Konkret laufen über die Lake-Cloud Produktivitätslösungen für Mail und Telefonie, Backup und Data Recovery, Mobile Device Management, Monitoring sowie LAN, WLAN, VPN und Security-Dienste wie Firewall und Antivirus als Fully Managed Services. Den lokalen Betrieb bei Pronovo hat Lake wiederum mit einer hyperkonvergenten Infrastruktur (HCI) realisiert. Über sie laufen unter anderem Active Directory Server, SQL und NAS. Auch Hesekiel Köber, Account Manager bei Lake, unterstreicht, dass der hybride Ansatz eine hervorragende Kombination aus schnellen Zugriffszeiten und Unabhängigkeit sowie grösstmöglicher Sicherheit und Flexibilität biete.

(Datensatzeinträge)
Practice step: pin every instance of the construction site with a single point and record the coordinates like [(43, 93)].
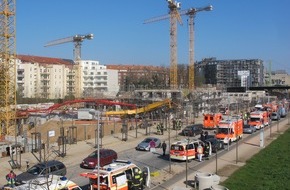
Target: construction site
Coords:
[(39, 130)]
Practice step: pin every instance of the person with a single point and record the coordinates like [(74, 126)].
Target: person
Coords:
[(137, 179), (164, 146), (206, 135), (152, 145), (202, 136), (207, 152), (11, 177), (199, 152)]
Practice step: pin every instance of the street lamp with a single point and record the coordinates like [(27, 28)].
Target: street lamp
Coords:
[(94, 113)]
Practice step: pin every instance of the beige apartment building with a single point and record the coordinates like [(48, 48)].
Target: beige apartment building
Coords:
[(54, 78)]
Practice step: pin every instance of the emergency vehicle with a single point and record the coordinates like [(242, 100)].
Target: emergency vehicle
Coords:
[(115, 176), (184, 150), (230, 130), (211, 120), (52, 182), (259, 119)]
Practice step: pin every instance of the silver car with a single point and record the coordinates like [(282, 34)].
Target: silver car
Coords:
[(275, 116), (144, 145), (249, 129)]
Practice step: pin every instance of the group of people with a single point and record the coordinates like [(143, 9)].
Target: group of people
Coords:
[(11, 178), (152, 145), (138, 180)]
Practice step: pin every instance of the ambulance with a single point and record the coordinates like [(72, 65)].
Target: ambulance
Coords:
[(184, 150), (230, 130), (115, 176), (259, 119), (52, 182)]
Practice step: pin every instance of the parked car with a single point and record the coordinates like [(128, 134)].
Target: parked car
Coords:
[(144, 145), (52, 167), (192, 130), (275, 116), (216, 144), (107, 156), (249, 129)]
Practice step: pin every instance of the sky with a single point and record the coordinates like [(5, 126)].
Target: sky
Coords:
[(234, 29)]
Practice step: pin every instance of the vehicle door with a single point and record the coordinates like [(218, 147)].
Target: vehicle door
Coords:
[(190, 151), (119, 181), (104, 159)]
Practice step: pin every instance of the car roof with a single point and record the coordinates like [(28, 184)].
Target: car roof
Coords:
[(49, 163), (195, 125)]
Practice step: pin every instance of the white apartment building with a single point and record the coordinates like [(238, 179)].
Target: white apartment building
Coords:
[(53, 78), (42, 77)]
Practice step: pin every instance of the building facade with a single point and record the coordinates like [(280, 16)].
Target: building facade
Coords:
[(54, 78), (226, 73), (42, 77), (134, 77)]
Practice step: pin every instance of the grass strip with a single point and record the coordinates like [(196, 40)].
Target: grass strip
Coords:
[(267, 170)]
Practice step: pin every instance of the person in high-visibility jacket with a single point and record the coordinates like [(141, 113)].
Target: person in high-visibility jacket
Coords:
[(137, 180), (11, 177), (199, 152)]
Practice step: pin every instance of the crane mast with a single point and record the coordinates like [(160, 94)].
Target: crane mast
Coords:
[(175, 15), (191, 52), (77, 40), (191, 13), (8, 68)]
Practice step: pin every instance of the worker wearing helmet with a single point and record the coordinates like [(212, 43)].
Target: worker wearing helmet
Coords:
[(137, 180)]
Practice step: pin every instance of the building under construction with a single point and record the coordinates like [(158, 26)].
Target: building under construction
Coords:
[(225, 73)]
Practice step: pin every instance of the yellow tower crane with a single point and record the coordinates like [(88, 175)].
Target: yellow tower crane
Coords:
[(191, 13), (77, 39), (8, 68), (173, 67), (173, 6)]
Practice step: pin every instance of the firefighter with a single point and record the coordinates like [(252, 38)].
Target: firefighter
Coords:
[(137, 180), (161, 128), (158, 129), (11, 177)]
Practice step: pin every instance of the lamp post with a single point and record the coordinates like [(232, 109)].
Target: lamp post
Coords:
[(94, 113)]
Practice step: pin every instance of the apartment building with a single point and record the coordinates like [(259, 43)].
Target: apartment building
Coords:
[(43, 77), (53, 78), (225, 73), (133, 77), (94, 78)]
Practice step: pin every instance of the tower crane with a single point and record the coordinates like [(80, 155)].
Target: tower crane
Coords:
[(77, 39), (173, 67), (8, 68), (191, 13), (173, 6)]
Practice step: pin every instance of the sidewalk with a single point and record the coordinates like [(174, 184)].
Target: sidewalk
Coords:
[(227, 163), (76, 152)]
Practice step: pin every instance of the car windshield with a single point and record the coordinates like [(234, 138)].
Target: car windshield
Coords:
[(147, 140), (35, 170), (93, 155), (212, 140)]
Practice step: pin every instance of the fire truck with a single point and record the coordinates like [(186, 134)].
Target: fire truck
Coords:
[(115, 176), (230, 130), (185, 149), (211, 120), (259, 119)]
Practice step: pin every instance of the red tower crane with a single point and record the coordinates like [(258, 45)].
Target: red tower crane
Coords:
[(173, 45)]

**Aufgabe:** Können Sie den Text über die IT-Lösung von Lake für Pronovo nach seinem letzten Satz aufgreifen und weiterschreiben? Die Zeilen stehen in keinem Zusammenhang mit dem Text.

**Lösung:**
Feinjustierung notwendig
Die beiden Partner zeigen sich im Nachgang sehr zufrieden mit Projektverlauf und gemeinsam gestalteter Lösung. Nichtsdestotrotz geht gerade die Umsetzung einer komplexen hybriden Infrastruktur mit einer nicht zu unterschätzenden Herausforderung einher: Der Entscheidung, welche Bereiche der IT-Infrastruktur lokal und welche in der Cloud betrieben werden (können). Hier sieht Köber im Nachgang durchaus einige Learnings aus dem Projekt und Optimierungspotenzial für künftige Vorhaben. Wichtigster Punkt: «Eine bessere Abstimmung, welche Services On-Premises und welche Services in der Cloud laufen sollen, besonders in Hinblick auf SLAs und Verfügbarkeit und inklusive der entsprechenden Abhängigkeiten bei Sizing, Workloads und Monitoring.» Zwar wurde die genaue Verteilung bereits früh im Rahmen der IT-Strategie entschieden, der Request of Proposal gab vor, welche Daten in der Schweiz beziehungsweise in Europa verbleiben müssen – im Zuge der Umsetzung war dann aber noch eine Feinjustierung notwendig, wie Groebke berichtet.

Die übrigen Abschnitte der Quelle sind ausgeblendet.